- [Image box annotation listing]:
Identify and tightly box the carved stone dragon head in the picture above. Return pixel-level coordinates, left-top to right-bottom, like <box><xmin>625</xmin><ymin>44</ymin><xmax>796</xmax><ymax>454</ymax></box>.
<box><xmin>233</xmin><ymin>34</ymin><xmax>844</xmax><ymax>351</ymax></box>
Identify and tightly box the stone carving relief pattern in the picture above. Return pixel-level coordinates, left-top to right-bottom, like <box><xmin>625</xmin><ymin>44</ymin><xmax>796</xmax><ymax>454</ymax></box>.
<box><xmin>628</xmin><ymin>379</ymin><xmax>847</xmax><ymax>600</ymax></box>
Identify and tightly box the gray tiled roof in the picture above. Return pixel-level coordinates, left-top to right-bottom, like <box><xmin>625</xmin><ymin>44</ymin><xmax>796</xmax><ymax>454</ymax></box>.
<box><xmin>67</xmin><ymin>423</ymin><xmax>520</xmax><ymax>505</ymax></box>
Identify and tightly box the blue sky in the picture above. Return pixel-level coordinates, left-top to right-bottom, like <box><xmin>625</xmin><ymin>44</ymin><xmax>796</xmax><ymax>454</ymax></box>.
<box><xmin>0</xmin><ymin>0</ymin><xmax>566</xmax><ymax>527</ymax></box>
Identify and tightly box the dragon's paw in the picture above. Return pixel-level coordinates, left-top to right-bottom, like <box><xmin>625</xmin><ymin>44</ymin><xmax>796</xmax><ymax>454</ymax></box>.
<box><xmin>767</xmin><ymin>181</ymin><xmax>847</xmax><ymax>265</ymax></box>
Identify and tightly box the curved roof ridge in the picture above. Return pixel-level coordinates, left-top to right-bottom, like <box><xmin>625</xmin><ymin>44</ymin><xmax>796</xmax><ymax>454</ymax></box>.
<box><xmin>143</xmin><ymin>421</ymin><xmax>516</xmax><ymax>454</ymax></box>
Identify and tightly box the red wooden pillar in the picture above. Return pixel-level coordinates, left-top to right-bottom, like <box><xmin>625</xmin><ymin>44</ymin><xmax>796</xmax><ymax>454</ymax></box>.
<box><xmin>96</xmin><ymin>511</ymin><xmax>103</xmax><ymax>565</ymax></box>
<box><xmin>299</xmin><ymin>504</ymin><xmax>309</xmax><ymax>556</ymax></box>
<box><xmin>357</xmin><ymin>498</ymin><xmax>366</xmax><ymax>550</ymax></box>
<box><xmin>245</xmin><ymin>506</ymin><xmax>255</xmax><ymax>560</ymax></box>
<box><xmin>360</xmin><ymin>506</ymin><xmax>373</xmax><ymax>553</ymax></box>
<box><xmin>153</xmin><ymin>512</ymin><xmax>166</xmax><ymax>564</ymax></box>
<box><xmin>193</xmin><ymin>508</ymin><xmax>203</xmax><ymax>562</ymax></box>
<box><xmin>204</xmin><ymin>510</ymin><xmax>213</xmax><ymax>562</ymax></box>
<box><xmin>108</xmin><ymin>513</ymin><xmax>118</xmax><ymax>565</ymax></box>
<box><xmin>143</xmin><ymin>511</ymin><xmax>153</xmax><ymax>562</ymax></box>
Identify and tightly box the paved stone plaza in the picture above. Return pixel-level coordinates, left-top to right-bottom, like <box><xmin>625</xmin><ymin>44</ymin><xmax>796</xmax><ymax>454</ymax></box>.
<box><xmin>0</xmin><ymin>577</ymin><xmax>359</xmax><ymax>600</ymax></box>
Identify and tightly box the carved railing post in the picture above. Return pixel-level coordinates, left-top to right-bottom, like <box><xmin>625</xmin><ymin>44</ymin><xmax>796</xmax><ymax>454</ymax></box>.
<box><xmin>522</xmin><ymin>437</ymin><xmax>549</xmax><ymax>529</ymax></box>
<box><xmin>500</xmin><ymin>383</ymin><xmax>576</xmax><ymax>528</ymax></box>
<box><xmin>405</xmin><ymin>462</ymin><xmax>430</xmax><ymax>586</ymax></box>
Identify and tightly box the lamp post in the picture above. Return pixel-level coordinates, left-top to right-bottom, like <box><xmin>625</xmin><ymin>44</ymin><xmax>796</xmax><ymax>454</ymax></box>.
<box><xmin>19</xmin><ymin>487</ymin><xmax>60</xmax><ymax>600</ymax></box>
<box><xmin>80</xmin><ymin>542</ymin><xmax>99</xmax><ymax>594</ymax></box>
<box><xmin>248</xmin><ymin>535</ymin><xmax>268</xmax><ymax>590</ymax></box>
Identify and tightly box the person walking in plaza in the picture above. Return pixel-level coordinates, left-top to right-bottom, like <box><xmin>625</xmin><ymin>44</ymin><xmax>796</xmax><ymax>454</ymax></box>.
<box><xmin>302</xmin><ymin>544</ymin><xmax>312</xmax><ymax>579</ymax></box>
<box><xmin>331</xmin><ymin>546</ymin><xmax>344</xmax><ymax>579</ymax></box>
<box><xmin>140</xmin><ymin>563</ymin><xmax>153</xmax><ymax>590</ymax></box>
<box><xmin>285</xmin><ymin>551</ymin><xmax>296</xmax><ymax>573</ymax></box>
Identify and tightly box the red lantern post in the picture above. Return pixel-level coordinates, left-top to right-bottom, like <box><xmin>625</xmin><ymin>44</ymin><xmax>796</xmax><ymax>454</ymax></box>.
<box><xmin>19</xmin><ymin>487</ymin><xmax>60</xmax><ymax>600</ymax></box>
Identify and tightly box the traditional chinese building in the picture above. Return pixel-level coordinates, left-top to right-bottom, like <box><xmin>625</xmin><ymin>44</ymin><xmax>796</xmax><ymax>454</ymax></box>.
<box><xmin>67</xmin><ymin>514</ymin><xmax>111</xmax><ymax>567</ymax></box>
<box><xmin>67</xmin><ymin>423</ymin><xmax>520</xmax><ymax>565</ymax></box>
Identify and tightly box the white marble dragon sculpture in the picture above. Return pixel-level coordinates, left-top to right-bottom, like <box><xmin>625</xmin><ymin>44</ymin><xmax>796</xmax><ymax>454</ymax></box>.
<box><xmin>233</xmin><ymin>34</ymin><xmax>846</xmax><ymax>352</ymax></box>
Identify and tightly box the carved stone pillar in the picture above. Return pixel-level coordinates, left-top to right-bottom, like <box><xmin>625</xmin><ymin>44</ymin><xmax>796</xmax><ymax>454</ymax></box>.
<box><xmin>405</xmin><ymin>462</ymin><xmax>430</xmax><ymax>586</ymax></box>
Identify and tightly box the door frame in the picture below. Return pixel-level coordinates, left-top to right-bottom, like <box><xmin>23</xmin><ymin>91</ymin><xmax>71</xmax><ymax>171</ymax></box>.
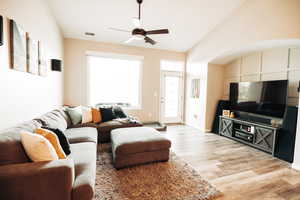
<box><xmin>159</xmin><ymin>70</ymin><xmax>185</xmax><ymax>124</ymax></box>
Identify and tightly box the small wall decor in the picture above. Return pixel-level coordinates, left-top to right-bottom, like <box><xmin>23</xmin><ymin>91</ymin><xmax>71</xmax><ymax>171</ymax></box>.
<box><xmin>27</xmin><ymin>34</ymin><xmax>39</xmax><ymax>75</ymax></box>
<box><xmin>51</xmin><ymin>59</ymin><xmax>62</xmax><ymax>72</ymax></box>
<box><xmin>39</xmin><ymin>42</ymin><xmax>48</xmax><ymax>76</ymax></box>
<box><xmin>191</xmin><ymin>79</ymin><xmax>200</xmax><ymax>99</ymax></box>
<box><xmin>9</xmin><ymin>20</ymin><xmax>27</xmax><ymax>72</ymax></box>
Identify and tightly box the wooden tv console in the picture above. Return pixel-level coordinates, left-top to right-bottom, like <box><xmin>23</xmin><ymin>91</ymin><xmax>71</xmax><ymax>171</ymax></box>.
<box><xmin>219</xmin><ymin>116</ymin><xmax>279</xmax><ymax>156</ymax></box>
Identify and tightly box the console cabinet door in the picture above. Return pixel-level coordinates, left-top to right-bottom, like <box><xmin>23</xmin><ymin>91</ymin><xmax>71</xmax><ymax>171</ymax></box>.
<box><xmin>220</xmin><ymin>119</ymin><xmax>233</xmax><ymax>137</ymax></box>
<box><xmin>254</xmin><ymin>127</ymin><xmax>274</xmax><ymax>153</ymax></box>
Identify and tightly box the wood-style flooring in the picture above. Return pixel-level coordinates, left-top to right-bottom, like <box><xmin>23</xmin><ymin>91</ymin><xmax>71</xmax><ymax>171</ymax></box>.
<box><xmin>163</xmin><ymin>125</ymin><xmax>300</xmax><ymax>200</ymax></box>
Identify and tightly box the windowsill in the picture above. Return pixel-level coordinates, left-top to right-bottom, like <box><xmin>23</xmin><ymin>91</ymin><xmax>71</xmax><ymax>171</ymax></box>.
<box><xmin>121</xmin><ymin>106</ymin><xmax>142</xmax><ymax>110</ymax></box>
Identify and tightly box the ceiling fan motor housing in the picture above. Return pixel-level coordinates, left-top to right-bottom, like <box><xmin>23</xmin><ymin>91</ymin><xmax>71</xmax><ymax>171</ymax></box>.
<box><xmin>132</xmin><ymin>28</ymin><xmax>147</xmax><ymax>36</ymax></box>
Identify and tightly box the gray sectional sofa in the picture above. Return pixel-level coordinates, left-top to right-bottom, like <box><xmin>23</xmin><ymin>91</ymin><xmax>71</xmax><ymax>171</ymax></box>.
<box><xmin>0</xmin><ymin>110</ymin><xmax>98</xmax><ymax>200</ymax></box>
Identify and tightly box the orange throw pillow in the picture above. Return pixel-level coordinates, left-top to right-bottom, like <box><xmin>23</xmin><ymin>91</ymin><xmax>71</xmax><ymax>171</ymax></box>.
<box><xmin>92</xmin><ymin>108</ymin><xmax>102</xmax><ymax>123</ymax></box>
<box><xmin>35</xmin><ymin>128</ymin><xmax>67</xmax><ymax>159</ymax></box>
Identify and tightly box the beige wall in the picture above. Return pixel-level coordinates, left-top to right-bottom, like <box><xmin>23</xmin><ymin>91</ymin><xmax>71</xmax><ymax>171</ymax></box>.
<box><xmin>223</xmin><ymin>48</ymin><xmax>300</xmax><ymax>106</ymax></box>
<box><xmin>185</xmin><ymin>62</ymin><xmax>208</xmax><ymax>131</ymax></box>
<box><xmin>205</xmin><ymin>64</ymin><xmax>224</xmax><ymax>132</ymax></box>
<box><xmin>0</xmin><ymin>0</ymin><xmax>63</xmax><ymax>130</ymax></box>
<box><xmin>64</xmin><ymin>39</ymin><xmax>185</xmax><ymax>121</ymax></box>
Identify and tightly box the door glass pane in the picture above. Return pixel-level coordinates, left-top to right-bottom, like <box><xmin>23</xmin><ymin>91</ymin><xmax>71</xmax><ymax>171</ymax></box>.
<box><xmin>165</xmin><ymin>76</ymin><xmax>180</xmax><ymax>117</ymax></box>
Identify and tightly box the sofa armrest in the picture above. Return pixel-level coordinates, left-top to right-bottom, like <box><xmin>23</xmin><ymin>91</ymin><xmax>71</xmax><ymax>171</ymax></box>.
<box><xmin>0</xmin><ymin>159</ymin><xmax>74</xmax><ymax>200</ymax></box>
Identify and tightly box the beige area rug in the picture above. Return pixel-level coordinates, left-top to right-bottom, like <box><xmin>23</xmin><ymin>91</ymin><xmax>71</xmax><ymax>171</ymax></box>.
<box><xmin>95</xmin><ymin>144</ymin><xmax>221</xmax><ymax>200</ymax></box>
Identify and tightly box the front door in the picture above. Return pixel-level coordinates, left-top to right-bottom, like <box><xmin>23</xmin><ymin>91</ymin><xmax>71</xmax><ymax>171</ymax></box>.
<box><xmin>160</xmin><ymin>71</ymin><xmax>183</xmax><ymax>123</ymax></box>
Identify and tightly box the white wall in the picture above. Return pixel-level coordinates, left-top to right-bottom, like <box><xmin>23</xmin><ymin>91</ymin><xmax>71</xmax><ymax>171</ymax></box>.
<box><xmin>64</xmin><ymin>39</ymin><xmax>186</xmax><ymax>122</ymax></box>
<box><xmin>0</xmin><ymin>0</ymin><xmax>63</xmax><ymax>130</ymax></box>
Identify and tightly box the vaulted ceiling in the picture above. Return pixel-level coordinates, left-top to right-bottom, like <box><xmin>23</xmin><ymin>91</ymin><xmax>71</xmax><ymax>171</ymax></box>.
<box><xmin>46</xmin><ymin>0</ymin><xmax>245</xmax><ymax>52</ymax></box>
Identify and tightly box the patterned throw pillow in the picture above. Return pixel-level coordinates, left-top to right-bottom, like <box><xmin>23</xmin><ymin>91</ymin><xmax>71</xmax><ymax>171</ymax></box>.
<box><xmin>42</xmin><ymin>126</ymin><xmax>71</xmax><ymax>156</ymax></box>
<box><xmin>100</xmin><ymin>107</ymin><xmax>116</xmax><ymax>122</ymax></box>
<box><xmin>21</xmin><ymin>131</ymin><xmax>58</xmax><ymax>162</ymax></box>
<box><xmin>92</xmin><ymin>108</ymin><xmax>102</xmax><ymax>124</ymax></box>
<box><xmin>66</xmin><ymin>106</ymin><xmax>82</xmax><ymax>125</ymax></box>
<box><xmin>35</xmin><ymin>128</ymin><xmax>67</xmax><ymax>159</ymax></box>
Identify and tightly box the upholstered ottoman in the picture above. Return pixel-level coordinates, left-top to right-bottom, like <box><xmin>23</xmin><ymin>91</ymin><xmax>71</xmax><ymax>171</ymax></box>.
<box><xmin>111</xmin><ymin>127</ymin><xmax>171</xmax><ymax>169</ymax></box>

- [TASK PROMPT]: List every line of the listing above that contains the word "roof".

- [FINISHED EXERCISE]:
Identify and tightly box the gray tiled roof in the picture above. Return pixel-level coordinates, left-top to right-bottom, like <box><xmin>625</xmin><ymin>44</ymin><xmax>796</xmax><ymax>454</ymax></box>.
Identify and tightly box the curved roof ridge in the picture above. Return pixel-level coordinates, left-top to right-bottom, like <box><xmin>625</xmin><ymin>44</ymin><xmax>796</xmax><ymax>454</ymax></box>.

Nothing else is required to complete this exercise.